Work instructions
Transcribe the entire listing below exactly.

*** Input records

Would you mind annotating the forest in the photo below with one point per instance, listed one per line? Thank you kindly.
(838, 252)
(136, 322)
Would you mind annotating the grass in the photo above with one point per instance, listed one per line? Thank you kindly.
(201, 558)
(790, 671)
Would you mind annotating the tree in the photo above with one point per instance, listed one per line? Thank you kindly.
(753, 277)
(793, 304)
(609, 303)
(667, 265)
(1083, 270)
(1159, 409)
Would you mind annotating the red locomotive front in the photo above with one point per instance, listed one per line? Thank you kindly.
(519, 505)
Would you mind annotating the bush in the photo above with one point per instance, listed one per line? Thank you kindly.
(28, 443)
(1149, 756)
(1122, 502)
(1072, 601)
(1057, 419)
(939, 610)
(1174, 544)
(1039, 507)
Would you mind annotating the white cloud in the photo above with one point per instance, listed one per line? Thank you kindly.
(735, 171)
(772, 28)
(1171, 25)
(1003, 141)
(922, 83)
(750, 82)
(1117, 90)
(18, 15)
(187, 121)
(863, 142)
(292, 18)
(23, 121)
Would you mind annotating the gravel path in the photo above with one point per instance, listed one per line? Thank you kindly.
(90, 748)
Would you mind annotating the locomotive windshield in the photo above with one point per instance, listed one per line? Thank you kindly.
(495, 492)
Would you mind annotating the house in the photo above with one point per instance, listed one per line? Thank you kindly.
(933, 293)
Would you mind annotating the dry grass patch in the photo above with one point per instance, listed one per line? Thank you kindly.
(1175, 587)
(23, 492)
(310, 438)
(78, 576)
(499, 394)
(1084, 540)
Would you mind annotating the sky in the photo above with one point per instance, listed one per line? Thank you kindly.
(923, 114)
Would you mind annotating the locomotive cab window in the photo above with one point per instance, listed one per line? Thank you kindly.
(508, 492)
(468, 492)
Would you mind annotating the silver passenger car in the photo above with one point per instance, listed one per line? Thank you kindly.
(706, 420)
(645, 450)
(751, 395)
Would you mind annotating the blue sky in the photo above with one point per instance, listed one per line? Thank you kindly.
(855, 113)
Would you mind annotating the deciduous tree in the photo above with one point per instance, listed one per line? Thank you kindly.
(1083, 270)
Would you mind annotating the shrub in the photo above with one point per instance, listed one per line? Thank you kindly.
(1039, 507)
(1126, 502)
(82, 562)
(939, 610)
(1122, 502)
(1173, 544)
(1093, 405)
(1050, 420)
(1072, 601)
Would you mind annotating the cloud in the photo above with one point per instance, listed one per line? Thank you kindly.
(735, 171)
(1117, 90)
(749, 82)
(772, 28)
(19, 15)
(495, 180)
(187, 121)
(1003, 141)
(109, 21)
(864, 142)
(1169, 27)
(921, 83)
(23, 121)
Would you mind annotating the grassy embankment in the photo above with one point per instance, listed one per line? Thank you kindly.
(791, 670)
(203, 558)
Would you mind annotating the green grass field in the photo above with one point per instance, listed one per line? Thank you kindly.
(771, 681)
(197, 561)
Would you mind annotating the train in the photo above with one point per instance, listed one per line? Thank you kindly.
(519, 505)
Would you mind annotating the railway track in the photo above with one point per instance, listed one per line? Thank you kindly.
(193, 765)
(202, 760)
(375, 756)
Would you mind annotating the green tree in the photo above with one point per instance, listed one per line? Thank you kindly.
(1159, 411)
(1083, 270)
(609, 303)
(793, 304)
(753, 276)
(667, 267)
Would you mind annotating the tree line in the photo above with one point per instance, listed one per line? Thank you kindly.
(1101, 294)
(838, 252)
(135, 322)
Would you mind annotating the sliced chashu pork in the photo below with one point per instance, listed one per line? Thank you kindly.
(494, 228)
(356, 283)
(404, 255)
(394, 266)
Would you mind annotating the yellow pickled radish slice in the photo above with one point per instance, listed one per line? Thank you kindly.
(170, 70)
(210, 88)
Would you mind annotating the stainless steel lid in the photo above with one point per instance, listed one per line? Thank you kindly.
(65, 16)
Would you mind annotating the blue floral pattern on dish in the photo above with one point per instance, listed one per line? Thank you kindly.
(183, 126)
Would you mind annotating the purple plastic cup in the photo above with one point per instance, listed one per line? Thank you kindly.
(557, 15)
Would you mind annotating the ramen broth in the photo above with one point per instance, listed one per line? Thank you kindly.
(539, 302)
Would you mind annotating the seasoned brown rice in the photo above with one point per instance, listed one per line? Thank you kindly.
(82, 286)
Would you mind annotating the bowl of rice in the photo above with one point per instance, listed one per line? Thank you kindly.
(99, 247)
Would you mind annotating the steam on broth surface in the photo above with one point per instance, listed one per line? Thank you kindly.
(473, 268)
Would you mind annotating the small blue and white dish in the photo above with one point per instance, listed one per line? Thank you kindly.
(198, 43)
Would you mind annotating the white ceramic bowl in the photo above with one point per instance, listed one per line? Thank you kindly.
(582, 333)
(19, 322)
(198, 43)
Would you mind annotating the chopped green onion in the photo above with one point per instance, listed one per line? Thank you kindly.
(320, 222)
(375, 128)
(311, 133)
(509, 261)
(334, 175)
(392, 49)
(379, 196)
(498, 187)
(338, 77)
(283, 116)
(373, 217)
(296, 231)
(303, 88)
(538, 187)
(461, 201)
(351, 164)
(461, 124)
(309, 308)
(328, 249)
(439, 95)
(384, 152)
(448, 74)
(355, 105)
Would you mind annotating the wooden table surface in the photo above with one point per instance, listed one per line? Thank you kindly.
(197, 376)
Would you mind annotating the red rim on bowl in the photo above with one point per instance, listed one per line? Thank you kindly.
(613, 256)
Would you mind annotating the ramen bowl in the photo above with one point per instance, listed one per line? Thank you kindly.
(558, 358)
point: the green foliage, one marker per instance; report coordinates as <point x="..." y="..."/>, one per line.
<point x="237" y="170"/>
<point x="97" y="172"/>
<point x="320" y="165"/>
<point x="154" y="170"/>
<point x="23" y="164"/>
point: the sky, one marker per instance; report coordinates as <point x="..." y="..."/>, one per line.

******

Exercise result
Would you mind annotating the forest in the photo below with one point per instance, listed one per line? Thank you kindly.
(838, 252)
(136, 322)
Would you mind annotating the grass in the photo above with one point per instance, listed one per line? Thank you kindly.
(201, 558)
(790, 671)
Would you mind annotating the tree in the photo above with one point per instance, listed one per line? Thank you kindly.
(753, 277)
(793, 304)
(609, 303)
(667, 265)
(1083, 270)
(1159, 409)
Would you mind annotating the red locomotive front in the photo above with one point per instance, listed one per line? Thank you kindly.
(519, 505)
Would you mind annotating the bush in the photo above with one point per instance, listed one per line? Thank you kindly.
(28, 443)
(1149, 756)
(1122, 502)
(1072, 601)
(1057, 419)
(939, 610)
(1174, 544)
(1039, 507)
Would you mind annotating the white cloud in the photo above with one point per instance, listed one per line? Thank you kindly.
(735, 171)
(772, 28)
(1171, 25)
(1003, 141)
(922, 83)
(750, 82)
(1117, 90)
(18, 15)
(187, 121)
(863, 142)
(292, 18)
(23, 121)
Would you mind annotating the gravel path in the photo above with one point per instance, listed one per line? Thank you kindly.
(90, 748)
Would you mind annotating the locomotive windshield in the photo above with one point per instance, listed one per line? Thank you kindly.
(495, 492)
Would you mind annotating the house in the photo above with one point per instance, listed one per line? Thank you kindly.
(933, 293)
Would you mind annotating the dry grass patch in the photo above with one point per instance, listed one per line? Thank you kindly.
(1175, 587)
(23, 492)
(310, 438)
(78, 576)
(499, 394)
(1084, 540)
Would you mind annotating the sky in the photo above with one point per instance, listed one per line? Thank you kindly.
(923, 114)
Would you mind annotating the locomotive cab window in the photo above with one point per instance, listed one per line? Thank you kindly.
(508, 492)
(468, 492)
Would you mind annotating the silver passenger car in the photo above with one point per instance, listed one per line? Thank you kindly.
(706, 420)
(645, 450)
(751, 395)
Would you mind annotating the blue sky in the photo above with one point per instance, listed one per line? Thank you kindly.
(855, 113)
Would you mind annotating the deciduous tree in the photo above with one point per instance, listed one per line? Thank you kindly.
(1083, 270)
Would you mind annotating the shrub in the photo above with one point per instance, listed one per line? Thank you kindly.
(1039, 507)
(1126, 502)
(82, 562)
(939, 610)
(1122, 502)
(1173, 544)
(1093, 405)
(1050, 420)
(1072, 601)
Would you mind annotating the cloud in the photo above with one point per instance, listed one per line? Thank you kindly.
(735, 171)
(1117, 90)
(749, 82)
(772, 28)
(19, 15)
(495, 180)
(187, 121)
(1003, 141)
(109, 21)
(864, 142)
(1169, 27)
(921, 83)
(23, 121)
Would you mind annotating the grassy embankment in the photo above with one point per instance, listed one per line? Thank you kindly.
(791, 670)
(203, 558)
Would you mind annotating the green grass field in the photo above with one point per instance, listed one per line? Thank you kindly.
(771, 681)
(197, 561)
Would you mind annotating the train in the photo above with one point per instance, listed one per line? Thank you kindly.
(519, 505)
Would you mind annotating the railway track in the photo above with one point per instance, listed one per line? Thank you kindly.
(193, 765)
(202, 760)
(375, 756)
Would you mind annotating the green tree in the photo above with one point per instance, listed one per line? Thank you kindly.
(1159, 411)
(1083, 270)
(609, 303)
(793, 304)
(753, 276)
(667, 267)
Would you mind annotating the tree line in the photo above with one point per instance, listed one per line? Thank you kindly.
(1101, 294)
(838, 252)
(135, 322)
Would you mind annotating the sliced chashu pork in the photo below with one point per instance, listed one per line? Thank you kindly.
(494, 228)
(356, 283)
(404, 255)
(394, 266)
Would you mind annotating the yellow pickled radish slice in the photo above with one point per instance, listed one per line? Thank you kindly.
(170, 70)
(210, 88)
Would you mind annotating the stainless steel lid in the photo above with one point per instance, listed one per line? Thank you kindly.
(65, 16)
Would you mind annotating the blue floral pattern on dish in the photo above with one point per instance, listed one per line? Thank you kindly.
(183, 126)
Would you mind annotating the purple plastic cup in the photo above with one point per instance, listed one per line? Thank you kindly.
(557, 15)
Would you mind annotating the ramen broth in the photo above with one point per instance, listed one per line? Thank you kindly.
(539, 302)
Would you mind annotating the seasoned brown rice in the photo above with one point per instance, listed one per line? Thank you kindly.
(82, 286)
Would you mind annotating the bowl of rice in the photo above with one point per instance, listed one per line? Thank you kindly.
(99, 247)
Would you mind annotating the steam on broth surface in the photo above with one point per instance, listed one per line? Thank you kindly.
(473, 268)
Would you mind annotating the small blue and white dish in the photo above with one point per instance, listed one per line? Thank you kindly.
(198, 43)
Would you mind annotating the white ceramic bowl in the photo above with one point per instance, listed one per line? Thank you kindly.
(582, 333)
(19, 322)
(198, 43)
Would you mind annotating the chopped green onion in the photo above with one point per instance, listed one per line? Thank you kindly.
(320, 222)
(375, 128)
(311, 133)
(509, 261)
(334, 175)
(392, 49)
(379, 196)
(498, 187)
(338, 77)
(283, 116)
(373, 217)
(296, 231)
(303, 88)
(538, 187)
(461, 201)
(351, 164)
(461, 124)
(309, 308)
(328, 249)
(439, 95)
(384, 152)
(448, 74)
(355, 105)
Would you mind annotating the wooden table surface in the photo above with one point per instance, listed one per line? Thank you kindly.
(197, 376)
Would you mind annotating the red rim on bowl in the photo above with one point per instance, listed one per line? Thank you kindly.
(613, 256)
Would you mind annotating the ramen bowl in the photo above with one point per instance, listed one per line? Thank you kindly.
(558, 358)
point: the green foliage, one marker per instance; report coordinates as <point x="..." y="..."/>, one per line.
<point x="237" y="170"/>
<point x="97" y="172"/>
<point x="320" y="165"/>
<point x="154" y="170"/>
<point x="23" y="164"/>
point: the sky, one marker per instance; report coordinates as <point x="..." y="..."/>, one per line.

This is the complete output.